**Exercise details:** Please find every line in the entries below that contains the string "rear", and copy it.

--------------------------------

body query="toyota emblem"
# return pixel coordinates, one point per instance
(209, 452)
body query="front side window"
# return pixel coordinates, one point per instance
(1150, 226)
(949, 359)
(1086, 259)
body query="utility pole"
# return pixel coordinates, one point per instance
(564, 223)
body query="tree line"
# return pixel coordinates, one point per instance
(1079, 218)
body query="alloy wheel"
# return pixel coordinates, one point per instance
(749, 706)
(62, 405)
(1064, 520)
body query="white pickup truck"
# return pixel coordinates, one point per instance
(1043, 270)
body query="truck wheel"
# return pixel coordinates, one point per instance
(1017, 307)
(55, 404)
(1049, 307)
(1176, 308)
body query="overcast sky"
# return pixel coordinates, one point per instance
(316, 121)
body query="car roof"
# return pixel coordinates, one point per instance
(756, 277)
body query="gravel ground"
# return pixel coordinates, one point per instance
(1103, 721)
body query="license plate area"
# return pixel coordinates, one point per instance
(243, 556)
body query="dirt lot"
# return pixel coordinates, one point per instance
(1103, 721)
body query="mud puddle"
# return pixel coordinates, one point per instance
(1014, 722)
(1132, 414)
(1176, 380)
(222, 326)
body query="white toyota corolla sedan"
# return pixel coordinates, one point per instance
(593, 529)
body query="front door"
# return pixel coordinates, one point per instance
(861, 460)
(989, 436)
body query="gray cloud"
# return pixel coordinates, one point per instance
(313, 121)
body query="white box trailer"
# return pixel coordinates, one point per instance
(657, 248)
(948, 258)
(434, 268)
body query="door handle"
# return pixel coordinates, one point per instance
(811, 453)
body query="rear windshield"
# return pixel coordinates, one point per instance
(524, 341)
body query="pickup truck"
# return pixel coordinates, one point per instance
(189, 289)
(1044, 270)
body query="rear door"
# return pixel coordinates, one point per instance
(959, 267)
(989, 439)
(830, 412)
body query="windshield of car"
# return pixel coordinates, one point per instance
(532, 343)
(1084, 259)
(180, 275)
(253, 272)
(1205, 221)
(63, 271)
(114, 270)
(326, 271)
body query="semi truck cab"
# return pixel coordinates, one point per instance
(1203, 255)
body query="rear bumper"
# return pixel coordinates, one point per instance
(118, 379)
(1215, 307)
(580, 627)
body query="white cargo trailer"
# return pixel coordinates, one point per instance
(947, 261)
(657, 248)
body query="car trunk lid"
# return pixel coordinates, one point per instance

--------------------------------

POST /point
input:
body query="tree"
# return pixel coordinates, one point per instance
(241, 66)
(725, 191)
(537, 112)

--------------------------------

**Response to the task:**
body query="rear windshield"
body query="rear door"
body query="rear bumper"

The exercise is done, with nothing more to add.